Items listed in a dataset
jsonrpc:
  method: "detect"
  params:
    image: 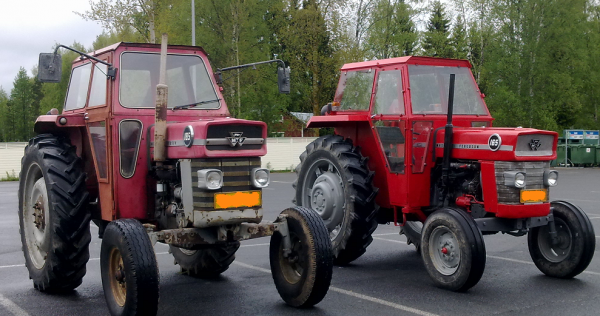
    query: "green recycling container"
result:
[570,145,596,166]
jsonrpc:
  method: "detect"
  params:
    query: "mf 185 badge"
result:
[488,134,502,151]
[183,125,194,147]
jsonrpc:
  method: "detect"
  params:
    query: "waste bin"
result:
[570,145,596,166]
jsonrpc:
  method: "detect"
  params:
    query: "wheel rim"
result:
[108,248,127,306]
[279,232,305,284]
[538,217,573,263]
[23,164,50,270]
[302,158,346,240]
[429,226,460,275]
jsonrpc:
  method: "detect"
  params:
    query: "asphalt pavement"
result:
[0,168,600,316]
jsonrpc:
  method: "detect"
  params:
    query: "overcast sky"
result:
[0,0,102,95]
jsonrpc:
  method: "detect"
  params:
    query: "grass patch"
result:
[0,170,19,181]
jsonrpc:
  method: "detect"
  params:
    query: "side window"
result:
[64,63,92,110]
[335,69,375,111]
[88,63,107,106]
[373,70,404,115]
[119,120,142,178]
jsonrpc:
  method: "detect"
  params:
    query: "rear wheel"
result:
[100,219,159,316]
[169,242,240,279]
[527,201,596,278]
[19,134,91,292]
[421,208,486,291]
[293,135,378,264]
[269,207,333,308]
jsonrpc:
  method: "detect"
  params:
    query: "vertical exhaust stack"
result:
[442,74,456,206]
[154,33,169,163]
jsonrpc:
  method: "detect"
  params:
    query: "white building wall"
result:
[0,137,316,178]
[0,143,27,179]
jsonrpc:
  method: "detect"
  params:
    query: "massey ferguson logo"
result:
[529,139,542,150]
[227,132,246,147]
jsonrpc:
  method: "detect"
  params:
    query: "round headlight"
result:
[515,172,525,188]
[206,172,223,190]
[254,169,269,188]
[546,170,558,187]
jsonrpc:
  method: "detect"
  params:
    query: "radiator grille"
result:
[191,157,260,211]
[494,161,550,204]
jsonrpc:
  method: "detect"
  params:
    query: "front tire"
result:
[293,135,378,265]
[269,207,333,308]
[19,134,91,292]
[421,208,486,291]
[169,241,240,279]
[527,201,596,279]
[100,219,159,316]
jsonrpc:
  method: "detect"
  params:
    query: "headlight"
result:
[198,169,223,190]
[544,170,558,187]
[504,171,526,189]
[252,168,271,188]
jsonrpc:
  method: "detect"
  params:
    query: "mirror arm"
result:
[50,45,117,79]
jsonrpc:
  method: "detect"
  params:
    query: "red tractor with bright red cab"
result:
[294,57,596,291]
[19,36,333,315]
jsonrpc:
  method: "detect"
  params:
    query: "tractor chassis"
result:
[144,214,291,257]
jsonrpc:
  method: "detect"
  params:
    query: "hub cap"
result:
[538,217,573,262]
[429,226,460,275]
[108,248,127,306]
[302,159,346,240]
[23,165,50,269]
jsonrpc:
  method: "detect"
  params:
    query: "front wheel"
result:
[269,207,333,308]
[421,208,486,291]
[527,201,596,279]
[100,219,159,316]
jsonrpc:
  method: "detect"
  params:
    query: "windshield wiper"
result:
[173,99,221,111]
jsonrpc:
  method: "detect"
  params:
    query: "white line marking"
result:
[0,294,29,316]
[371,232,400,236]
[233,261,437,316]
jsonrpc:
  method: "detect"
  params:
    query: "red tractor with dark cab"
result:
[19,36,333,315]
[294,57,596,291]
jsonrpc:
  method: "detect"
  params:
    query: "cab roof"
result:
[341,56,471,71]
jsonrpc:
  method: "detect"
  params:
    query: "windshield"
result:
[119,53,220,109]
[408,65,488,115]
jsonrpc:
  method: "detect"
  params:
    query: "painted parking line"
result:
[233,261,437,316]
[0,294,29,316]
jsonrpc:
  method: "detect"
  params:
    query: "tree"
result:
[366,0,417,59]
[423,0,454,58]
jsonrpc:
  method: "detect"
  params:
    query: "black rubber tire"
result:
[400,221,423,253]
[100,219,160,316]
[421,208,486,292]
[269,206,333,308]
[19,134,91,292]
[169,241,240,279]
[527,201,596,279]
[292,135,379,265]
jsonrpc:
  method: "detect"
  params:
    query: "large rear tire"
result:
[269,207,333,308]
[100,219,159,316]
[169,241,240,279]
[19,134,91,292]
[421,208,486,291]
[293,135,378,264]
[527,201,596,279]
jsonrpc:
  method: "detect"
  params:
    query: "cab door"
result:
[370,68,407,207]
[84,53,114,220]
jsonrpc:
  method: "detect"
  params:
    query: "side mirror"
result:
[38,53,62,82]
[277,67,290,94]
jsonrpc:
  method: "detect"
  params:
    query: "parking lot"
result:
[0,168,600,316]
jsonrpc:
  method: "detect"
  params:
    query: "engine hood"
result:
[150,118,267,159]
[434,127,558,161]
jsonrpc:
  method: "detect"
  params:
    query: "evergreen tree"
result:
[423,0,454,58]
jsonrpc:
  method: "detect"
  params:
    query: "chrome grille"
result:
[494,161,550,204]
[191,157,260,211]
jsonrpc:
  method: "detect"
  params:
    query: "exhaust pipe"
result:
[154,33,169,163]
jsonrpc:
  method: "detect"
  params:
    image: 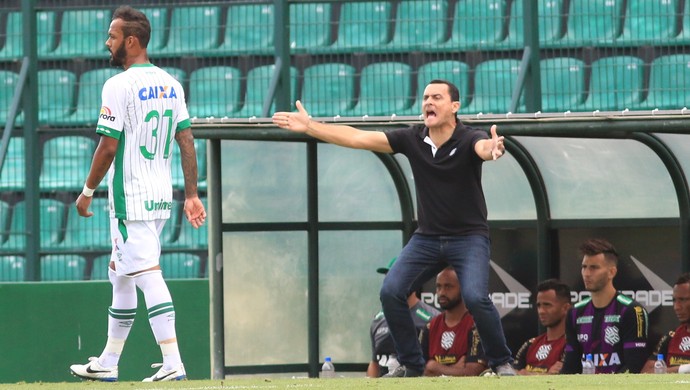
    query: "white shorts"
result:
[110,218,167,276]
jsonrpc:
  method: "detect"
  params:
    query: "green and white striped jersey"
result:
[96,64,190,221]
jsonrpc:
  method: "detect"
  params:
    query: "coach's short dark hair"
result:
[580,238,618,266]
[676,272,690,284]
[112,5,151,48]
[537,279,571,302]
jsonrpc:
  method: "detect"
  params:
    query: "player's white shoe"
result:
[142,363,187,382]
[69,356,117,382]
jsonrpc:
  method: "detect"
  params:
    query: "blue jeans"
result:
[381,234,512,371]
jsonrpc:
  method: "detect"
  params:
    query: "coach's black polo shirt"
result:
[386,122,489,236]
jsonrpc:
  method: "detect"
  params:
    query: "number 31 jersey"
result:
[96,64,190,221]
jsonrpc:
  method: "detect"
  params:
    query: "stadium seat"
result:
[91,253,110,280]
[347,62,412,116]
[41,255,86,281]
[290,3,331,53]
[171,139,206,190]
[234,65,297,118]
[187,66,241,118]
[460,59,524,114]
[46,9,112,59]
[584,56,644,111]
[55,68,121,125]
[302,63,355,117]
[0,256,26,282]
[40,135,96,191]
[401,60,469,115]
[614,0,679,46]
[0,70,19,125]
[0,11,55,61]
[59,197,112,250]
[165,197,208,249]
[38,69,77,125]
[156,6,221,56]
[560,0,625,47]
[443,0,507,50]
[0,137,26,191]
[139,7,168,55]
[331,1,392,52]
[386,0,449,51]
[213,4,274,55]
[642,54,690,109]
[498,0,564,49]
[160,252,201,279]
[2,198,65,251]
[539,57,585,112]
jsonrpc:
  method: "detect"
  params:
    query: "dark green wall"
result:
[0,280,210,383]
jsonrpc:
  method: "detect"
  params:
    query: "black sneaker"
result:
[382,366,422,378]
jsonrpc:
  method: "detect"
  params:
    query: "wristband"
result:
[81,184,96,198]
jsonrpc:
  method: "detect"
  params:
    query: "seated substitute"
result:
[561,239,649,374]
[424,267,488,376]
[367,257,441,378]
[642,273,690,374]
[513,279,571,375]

:: What you need to do ::
Add 84 to every bounding box coordinate in the answers, and copy every other line unchanged, from the start of the rows above through the line that contains "[227,132,246,147]", including both ends. Leave the pictures out of your answer.

:: Exercise answer ::
jsonrpc:
  method: "detect"
  params:
    image: 
    query: "green recycling container"
result:
[654,229,680,250]
jsonrpc:
  method: "detect"
  params:
    query: "mf 185 badge"
result:
[572,218,586,235]
[267,209,278,231]
jsonrpc:
  method: "detect"
  params:
    query: "waste bin"
result:
[654,229,680,250]
jsonrpc:
  method: "detect"
  params:
    query: "wheel rim"
result:
[192,332,211,390]
[363,316,389,368]
[622,301,657,347]
[107,248,134,354]
[386,242,430,324]
[513,310,544,359]
jsonrpc:
  method: "detect"
  params:
    query: "asphalt pavement"
result:
[84,252,684,400]
jsonrpc:
  method: "detect"
  params:
    query: "overcast sky"
result:
[84,84,186,179]
jsonrpc:
  method: "detect"
  params:
    query: "grass patch"
result:
[84,254,103,265]
jsonrpc:
  method: "detect"
  params:
    query: "side window"
result:
[148,147,176,194]
[419,153,459,195]
[172,147,191,190]
[457,154,488,199]
[203,204,226,262]
jsonrpc:
  method: "detect"
  params:
    query: "rear wheel"
result:
[184,303,243,400]
[253,326,324,363]
[611,285,680,362]
[103,218,175,376]
[505,292,570,375]
[377,219,462,348]
[353,291,417,392]
jsonrpc:
  method: "detect"
  params:
    query: "vertical exhaust stack"
result:
[526,158,540,290]
[238,117,253,247]
jsonrpc:
  method: "detect"
  params:
    query: "white building wall"
result:
[84,221,400,262]
[84,227,111,263]
jsonrpc:
  method: "detect"
  params:
    query: "massey ferguson logo"
result:
[613,223,626,234]
[311,216,330,231]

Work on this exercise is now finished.